__What you need to do__. Pick out each line in the entries below that contains the word "officer", and copy those lines.

__Entries provided__.
◇ ◇ ◇ ◇
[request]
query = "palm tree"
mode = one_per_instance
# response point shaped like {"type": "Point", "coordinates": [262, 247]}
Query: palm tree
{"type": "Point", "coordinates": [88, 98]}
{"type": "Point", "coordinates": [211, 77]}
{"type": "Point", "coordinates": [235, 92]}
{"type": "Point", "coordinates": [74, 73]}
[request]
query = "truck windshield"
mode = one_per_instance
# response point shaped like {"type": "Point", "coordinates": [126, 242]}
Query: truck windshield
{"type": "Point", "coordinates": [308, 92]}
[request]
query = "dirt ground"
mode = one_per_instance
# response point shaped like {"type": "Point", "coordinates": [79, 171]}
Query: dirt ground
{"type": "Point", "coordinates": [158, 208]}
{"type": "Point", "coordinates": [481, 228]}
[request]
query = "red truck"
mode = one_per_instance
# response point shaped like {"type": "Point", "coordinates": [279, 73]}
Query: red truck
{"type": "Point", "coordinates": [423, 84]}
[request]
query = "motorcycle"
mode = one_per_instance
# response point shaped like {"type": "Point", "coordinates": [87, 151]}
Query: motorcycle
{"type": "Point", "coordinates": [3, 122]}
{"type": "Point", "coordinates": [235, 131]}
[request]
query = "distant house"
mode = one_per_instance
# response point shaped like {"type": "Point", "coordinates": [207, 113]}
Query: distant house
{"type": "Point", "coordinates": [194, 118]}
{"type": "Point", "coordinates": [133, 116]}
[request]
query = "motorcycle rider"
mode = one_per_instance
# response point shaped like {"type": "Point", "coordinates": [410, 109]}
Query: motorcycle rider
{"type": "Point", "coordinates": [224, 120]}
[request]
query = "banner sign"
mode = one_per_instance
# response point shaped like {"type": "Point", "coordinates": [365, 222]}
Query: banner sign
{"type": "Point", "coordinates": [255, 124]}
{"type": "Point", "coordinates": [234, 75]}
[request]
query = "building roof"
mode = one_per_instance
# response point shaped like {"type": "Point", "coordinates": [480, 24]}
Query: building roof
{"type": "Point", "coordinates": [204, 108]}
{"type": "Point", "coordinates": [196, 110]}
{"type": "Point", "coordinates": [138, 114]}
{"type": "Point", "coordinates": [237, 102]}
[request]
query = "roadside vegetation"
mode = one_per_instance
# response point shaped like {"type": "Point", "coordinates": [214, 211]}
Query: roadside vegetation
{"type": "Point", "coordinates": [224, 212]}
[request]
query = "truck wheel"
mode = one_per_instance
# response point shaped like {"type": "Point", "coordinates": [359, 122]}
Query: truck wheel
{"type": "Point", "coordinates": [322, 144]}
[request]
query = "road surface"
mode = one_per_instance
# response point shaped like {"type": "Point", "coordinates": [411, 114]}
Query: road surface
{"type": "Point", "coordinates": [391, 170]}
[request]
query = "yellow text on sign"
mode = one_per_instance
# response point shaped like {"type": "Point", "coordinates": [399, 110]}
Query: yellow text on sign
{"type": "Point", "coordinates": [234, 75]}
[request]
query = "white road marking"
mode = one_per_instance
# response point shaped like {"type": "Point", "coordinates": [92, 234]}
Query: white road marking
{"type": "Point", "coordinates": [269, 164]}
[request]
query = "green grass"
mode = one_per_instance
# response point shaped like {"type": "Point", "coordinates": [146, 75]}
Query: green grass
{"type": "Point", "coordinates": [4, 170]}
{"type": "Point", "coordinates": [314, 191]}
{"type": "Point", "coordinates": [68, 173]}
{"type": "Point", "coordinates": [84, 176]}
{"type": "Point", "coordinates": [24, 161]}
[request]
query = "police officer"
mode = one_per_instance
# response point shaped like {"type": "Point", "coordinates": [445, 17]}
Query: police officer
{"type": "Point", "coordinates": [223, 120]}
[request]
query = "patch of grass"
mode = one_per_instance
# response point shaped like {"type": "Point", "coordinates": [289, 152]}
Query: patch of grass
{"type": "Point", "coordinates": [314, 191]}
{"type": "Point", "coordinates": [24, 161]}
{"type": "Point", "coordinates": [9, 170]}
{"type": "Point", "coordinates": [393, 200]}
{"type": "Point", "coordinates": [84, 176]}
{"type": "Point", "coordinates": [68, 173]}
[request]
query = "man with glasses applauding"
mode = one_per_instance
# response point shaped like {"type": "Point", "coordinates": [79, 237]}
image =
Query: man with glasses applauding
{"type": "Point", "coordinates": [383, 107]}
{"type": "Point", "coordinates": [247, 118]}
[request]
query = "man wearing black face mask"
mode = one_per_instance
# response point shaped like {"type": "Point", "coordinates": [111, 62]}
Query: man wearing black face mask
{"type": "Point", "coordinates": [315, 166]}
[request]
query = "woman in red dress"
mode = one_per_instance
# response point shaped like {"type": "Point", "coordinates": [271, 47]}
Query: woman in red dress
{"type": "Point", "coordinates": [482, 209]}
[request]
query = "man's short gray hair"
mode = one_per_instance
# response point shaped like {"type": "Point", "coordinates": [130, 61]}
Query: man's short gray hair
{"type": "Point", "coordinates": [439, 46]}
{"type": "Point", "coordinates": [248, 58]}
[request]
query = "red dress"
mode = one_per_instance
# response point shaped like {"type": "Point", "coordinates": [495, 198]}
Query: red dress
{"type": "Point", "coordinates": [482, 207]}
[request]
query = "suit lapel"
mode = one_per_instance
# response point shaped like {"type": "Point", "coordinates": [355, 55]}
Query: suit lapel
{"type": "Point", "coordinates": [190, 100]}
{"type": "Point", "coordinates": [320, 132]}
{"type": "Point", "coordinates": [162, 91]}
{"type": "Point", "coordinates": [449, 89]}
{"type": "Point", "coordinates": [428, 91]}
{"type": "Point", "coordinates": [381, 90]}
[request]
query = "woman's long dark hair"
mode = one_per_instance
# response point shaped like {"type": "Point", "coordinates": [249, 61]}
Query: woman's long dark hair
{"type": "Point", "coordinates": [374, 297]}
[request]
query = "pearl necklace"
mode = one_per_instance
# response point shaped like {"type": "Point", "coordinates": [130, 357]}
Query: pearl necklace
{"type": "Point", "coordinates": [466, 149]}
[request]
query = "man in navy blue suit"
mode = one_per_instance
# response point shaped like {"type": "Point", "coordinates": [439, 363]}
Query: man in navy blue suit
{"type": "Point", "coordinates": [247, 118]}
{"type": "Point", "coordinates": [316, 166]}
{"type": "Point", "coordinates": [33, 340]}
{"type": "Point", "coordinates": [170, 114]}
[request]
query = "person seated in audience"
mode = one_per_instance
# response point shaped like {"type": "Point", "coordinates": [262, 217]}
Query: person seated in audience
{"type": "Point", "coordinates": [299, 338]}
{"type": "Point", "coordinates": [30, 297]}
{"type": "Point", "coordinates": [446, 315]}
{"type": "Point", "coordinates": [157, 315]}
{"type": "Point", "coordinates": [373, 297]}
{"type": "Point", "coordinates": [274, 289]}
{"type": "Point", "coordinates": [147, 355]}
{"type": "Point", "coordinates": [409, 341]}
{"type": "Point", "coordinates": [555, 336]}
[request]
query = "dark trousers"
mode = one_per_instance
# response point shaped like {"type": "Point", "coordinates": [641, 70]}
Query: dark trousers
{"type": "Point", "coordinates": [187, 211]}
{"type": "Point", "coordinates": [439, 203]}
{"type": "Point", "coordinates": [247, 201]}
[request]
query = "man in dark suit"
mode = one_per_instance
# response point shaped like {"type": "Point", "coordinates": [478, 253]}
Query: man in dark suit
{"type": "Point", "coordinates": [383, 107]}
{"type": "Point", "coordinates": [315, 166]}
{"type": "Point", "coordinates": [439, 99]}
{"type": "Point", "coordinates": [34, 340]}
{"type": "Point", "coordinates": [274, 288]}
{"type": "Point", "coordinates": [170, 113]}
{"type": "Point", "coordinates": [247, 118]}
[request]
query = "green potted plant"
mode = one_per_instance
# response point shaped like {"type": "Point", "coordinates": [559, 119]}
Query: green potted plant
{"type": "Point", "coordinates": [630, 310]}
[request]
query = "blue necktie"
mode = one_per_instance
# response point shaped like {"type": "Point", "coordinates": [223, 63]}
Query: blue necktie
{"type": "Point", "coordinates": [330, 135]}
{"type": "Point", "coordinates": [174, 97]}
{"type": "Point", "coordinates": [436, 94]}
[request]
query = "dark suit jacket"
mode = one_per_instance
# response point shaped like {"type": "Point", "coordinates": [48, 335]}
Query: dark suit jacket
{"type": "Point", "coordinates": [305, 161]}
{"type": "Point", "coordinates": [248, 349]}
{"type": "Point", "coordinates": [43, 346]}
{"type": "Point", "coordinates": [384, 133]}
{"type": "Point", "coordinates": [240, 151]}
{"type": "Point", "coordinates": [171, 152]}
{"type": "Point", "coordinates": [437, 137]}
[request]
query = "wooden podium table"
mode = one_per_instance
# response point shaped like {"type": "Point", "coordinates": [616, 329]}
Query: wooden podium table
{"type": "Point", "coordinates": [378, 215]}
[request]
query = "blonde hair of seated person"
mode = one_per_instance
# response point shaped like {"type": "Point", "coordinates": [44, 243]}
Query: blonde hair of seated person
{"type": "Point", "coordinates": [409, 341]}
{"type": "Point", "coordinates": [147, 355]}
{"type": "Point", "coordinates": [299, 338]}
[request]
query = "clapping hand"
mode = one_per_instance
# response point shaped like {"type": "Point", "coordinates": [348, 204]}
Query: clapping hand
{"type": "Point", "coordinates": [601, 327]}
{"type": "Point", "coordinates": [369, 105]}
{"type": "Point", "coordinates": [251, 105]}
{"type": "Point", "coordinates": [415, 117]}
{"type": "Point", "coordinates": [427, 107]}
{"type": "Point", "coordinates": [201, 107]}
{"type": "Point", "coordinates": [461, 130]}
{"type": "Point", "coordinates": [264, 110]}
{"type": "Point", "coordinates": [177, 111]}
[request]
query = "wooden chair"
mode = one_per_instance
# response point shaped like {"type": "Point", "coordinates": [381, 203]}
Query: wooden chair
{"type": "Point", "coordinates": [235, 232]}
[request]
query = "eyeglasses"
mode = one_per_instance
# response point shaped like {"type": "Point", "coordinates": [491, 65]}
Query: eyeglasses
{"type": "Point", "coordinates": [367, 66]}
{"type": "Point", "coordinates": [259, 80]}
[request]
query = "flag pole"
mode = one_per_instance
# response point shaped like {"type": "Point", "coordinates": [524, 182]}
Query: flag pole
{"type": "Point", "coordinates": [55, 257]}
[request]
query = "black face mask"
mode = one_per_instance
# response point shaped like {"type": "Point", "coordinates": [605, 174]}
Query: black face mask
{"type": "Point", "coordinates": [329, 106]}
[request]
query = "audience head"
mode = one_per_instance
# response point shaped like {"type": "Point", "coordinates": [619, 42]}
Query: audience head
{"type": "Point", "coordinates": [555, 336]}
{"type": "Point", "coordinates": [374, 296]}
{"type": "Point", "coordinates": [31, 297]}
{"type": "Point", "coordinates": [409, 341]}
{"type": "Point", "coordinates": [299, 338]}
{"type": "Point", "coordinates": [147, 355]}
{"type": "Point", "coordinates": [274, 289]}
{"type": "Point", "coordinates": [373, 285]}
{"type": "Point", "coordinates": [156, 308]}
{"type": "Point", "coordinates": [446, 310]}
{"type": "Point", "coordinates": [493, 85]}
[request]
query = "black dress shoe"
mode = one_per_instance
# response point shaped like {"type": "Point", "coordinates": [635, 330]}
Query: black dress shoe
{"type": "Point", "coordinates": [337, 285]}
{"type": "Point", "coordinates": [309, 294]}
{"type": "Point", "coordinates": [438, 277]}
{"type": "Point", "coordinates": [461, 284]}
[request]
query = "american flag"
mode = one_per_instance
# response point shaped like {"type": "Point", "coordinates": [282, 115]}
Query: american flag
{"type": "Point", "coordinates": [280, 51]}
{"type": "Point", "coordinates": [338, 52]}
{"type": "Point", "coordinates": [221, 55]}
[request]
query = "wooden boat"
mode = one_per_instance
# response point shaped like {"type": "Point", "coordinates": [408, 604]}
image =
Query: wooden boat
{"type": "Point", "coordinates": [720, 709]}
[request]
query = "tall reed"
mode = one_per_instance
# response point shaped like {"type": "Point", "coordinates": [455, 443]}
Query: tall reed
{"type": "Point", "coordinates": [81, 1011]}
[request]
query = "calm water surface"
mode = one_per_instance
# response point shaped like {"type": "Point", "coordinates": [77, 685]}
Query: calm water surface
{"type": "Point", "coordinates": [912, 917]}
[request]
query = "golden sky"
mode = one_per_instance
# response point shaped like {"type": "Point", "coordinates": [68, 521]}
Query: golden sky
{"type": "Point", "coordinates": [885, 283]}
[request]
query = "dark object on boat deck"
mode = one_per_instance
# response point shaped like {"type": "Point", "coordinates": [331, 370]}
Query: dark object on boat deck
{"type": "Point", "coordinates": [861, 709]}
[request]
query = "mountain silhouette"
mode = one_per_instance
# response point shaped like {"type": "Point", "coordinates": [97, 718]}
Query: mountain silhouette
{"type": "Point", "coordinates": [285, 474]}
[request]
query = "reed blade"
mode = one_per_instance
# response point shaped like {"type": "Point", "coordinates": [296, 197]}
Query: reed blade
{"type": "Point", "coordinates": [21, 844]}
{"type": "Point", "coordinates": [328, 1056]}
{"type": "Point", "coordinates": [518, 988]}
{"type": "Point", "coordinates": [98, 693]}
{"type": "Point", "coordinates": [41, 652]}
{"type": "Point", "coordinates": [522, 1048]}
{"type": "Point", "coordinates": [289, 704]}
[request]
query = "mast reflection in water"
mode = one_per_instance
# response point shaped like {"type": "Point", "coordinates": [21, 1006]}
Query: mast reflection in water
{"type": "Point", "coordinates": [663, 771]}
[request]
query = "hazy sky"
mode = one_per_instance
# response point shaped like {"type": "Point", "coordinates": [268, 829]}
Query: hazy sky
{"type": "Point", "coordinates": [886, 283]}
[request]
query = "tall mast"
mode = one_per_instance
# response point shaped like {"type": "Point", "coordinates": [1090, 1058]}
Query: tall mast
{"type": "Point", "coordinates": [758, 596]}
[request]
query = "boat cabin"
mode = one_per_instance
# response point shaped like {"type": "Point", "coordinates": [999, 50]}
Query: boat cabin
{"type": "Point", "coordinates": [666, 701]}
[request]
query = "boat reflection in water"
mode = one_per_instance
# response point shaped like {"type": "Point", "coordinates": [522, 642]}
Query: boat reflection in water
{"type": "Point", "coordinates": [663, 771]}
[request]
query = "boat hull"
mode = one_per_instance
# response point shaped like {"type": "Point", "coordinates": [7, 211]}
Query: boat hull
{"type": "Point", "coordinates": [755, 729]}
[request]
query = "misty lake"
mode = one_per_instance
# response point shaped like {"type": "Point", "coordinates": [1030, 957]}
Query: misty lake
◇ ◇ ◇ ◇
__The reply__.
query = "police officer"
Query: police officer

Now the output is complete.